■ TASK TO COMPLETE
Present every line of the records below as a Markdown table with the columns Row and Line, skipping any blank lines. Put a running row number under Row and the line itself under Line.
-------- INPUT DATA --------
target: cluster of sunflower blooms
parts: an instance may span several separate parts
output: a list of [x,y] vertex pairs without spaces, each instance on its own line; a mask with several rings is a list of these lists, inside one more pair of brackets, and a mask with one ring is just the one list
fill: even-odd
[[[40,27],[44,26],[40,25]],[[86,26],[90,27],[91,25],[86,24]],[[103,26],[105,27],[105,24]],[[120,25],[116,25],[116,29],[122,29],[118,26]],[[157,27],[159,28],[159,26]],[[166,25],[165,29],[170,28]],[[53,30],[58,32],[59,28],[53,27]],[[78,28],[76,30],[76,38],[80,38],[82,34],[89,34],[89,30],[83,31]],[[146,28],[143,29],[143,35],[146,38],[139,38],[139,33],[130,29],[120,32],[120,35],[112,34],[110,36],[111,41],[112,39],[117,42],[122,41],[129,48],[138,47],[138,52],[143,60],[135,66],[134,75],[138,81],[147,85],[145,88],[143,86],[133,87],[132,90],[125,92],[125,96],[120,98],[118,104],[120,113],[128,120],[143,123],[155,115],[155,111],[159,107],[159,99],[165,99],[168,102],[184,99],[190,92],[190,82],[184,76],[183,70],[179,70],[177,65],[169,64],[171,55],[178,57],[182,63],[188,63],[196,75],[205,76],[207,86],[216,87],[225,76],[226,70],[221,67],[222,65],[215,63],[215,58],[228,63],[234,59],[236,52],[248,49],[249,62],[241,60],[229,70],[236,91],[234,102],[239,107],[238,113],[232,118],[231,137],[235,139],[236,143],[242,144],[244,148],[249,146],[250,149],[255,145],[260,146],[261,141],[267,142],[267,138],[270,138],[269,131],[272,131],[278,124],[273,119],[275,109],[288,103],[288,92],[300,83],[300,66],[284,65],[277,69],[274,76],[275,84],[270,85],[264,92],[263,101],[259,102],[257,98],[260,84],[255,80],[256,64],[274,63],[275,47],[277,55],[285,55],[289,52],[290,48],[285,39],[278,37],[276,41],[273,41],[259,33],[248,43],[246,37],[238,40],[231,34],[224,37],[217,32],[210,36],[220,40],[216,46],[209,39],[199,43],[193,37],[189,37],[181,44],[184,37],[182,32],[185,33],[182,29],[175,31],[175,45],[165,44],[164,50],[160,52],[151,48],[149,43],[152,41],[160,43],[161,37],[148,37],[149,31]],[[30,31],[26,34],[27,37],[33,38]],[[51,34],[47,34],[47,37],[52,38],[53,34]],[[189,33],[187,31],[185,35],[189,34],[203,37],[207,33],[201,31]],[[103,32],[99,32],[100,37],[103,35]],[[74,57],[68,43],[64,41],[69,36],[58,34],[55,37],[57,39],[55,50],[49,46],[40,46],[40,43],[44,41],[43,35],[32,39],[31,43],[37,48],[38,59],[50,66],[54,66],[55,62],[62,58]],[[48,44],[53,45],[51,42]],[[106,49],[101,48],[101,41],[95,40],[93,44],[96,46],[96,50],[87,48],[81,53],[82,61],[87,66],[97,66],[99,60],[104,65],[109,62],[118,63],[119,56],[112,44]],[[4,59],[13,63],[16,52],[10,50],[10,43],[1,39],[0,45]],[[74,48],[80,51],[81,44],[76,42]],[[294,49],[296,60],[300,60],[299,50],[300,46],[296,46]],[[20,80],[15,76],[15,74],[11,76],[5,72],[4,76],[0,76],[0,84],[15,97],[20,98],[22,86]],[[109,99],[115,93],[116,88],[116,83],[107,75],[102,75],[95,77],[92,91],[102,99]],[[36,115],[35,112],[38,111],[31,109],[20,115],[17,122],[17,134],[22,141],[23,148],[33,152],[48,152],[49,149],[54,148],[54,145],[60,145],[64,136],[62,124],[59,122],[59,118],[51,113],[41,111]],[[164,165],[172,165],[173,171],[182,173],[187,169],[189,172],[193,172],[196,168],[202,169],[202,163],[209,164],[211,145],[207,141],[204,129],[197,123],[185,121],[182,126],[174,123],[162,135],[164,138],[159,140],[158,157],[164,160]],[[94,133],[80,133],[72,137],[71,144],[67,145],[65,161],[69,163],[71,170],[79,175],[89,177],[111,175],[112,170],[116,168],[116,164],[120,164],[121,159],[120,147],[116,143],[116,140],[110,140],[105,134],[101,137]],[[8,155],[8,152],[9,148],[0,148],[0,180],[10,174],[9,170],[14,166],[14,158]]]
--------
■ ANSWER
| Row | Line |
|---|---|
| 1 | target: cluster of sunflower blooms |
| 2 | parts: an instance may span several separate parts |
| 3 | output: a list of [x,y] vertex pairs without spaces, each instance on its own line; a mask with several rings is a list of these lists, inside one more pair of brackets, and a mask with one ring is just the one list |
| 4 | fill: even-odd |
| 5 | [[[40,27],[44,26],[40,25]],[[86,26],[90,27],[91,25],[86,24]],[[103,26],[105,27],[105,24]],[[120,25],[116,25],[116,29],[122,29],[118,26]],[[157,27],[159,28],[159,26]],[[166,25],[165,29],[170,28]],[[53,30],[58,32],[59,28],[53,27]],[[78,28],[76,30],[76,38],[80,38],[82,34],[89,34],[89,30],[83,31]],[[146,28],[143,29],[143,35],[146,38],[139,38],[139,33],[130,29],[120,32],[120,35],[112,34],[110,36],[111,41],[112,39],[117,42],[122,41],[129,48],[138,47],[138,52],[143,60],[135,66],[134,75],[138,81],[147,85],[145,88],[143,86],[133,87],[132,90],[125,92],[125,96],[120,98],[118,104],[120,113],[128,120],[143,123],[155,115],[155,111],[159,107],[159,99],[165,99],[168,102],[184,99],[190,92],[190,82],[184,76],[183,70],[179,70],[177,65],[169,64],[171,55],[178,57],[182,63],[188,63],[196,75],[205,76],[207,86],[216,87],[225,76],[226,70],[221,67],[222,65],[215,63],[215,58],[228,63],[234,59],[236,52],[248,49],[249,62],[241,60],[229,70],[236,91],[234,102],[239,107],[238,113],[232,118],[231,137],[235,139],[236,143],[242,144],[244,148],[249,146],[250,149],[255,145],[260,146],[261,141],[267,142],[267,138],[270,138],[269,131],[272,131],[278,124],[273,119],[275,109],[288,103],[288,92],[300,83],[300,66],[284,65],[277,69],[274,76],[275,84],[270,85],[264,92],[263,101],[259,102],[257,98],[260,84],[255,80],[256,64],[274,63],[275,47],[277,55],[285,55],[289,52],[290,48],[285,39],[278,37],[276,41],[273,41],[259,33],[248,43],[246,37],[238,40],[231,34],[224,37],[217,32],[210,36],[220,40],[216,46],[209,39],[199,43],[193,37],[189,37],[181,44],[184,37],[182,32],[185,33],[182,29],[175,31],[175,45],[165,44],[164,50],[160,52],[151,48],[149,43],[152,41],[160,43],[161,37],[148,37],[149,31]],[[30,31],[26,34],[27,37],[33,38]],[[51,34],[47,34],[47,37],[52,38],[53,34]],[[189,33],[187,31],[185,35],[189,34],[203,37],[207,33],[201,31]],[[103,32],[99,32],[100,37],[103,35]],[[74,57],[68,43],[64,41],[69,36],[58,34],[55,37],[57,39],[55,50],[49,46],[40,46],[40,43],[44,41],[43,35],[32,39],[31,43],[37,48],[38,59],[50,66],[54,66],[55,62],[62,58]],[[48,44],[53,45],[51,42]],[[106,49],[101,48],[101,41],[95,40],[93,44],[96,46],[96,50],[87,48],[81,53],[82,61],[87,66],[97,66],[99,60],[104,65],[109,62],[118,63],[119,56],[112,44]],[[4,59],[13,63],[16,52],[10,50],[10,43],[1,39],[0,45]],[[74,48],[80,51],[81,44],[76,42]],[[294,49],[296,60],[300,60],[299,50],[300,46],[296,46]],[[20,80],[15,76],[15,74],[11,76],[5,72],[4,76],[0,76],[0,84],[15,97],[20,98],[22,86]],[[109,99],[115,93],[116,88],[116,83],[107,75],[102,75],[95,77],[92,91],[102,99]],[[36,115],[35,112],[38,111],[31,109],[20,115],[17,122],[17,134],[22,141],[23,148],[33,152],[48,152],[49,149],[54,148],[54,145],[60,145],[64,136],[62,124],[59,122],[59,118],[51,113],[41,111]],[[164,165],[172,165],[173,171],[182,173],[187,169],[189,172],[193,172],[196,168],[202,169],[202,163],[209,164],[211,145],[207,141],[204,129],[197,123],[185,121],[182,126],[174,123],[162,135],[164,138],[159,140],[158,157],[164,160]],[[94,133],[80,133],[72,137],[71,144],[67,145],[65,161],[69,163],[71,170],[79,175],[89,177],[111,175],[112,170],[116,168],[116,164],[120,164],[121,159],[120,147],[116,143],[116,140],[110,140],[105,134],[101,137]],[[8,155],[8,152],[9,148],[0,148],[0,180],[10,174],[9,170],[14,166],[14,158]]] |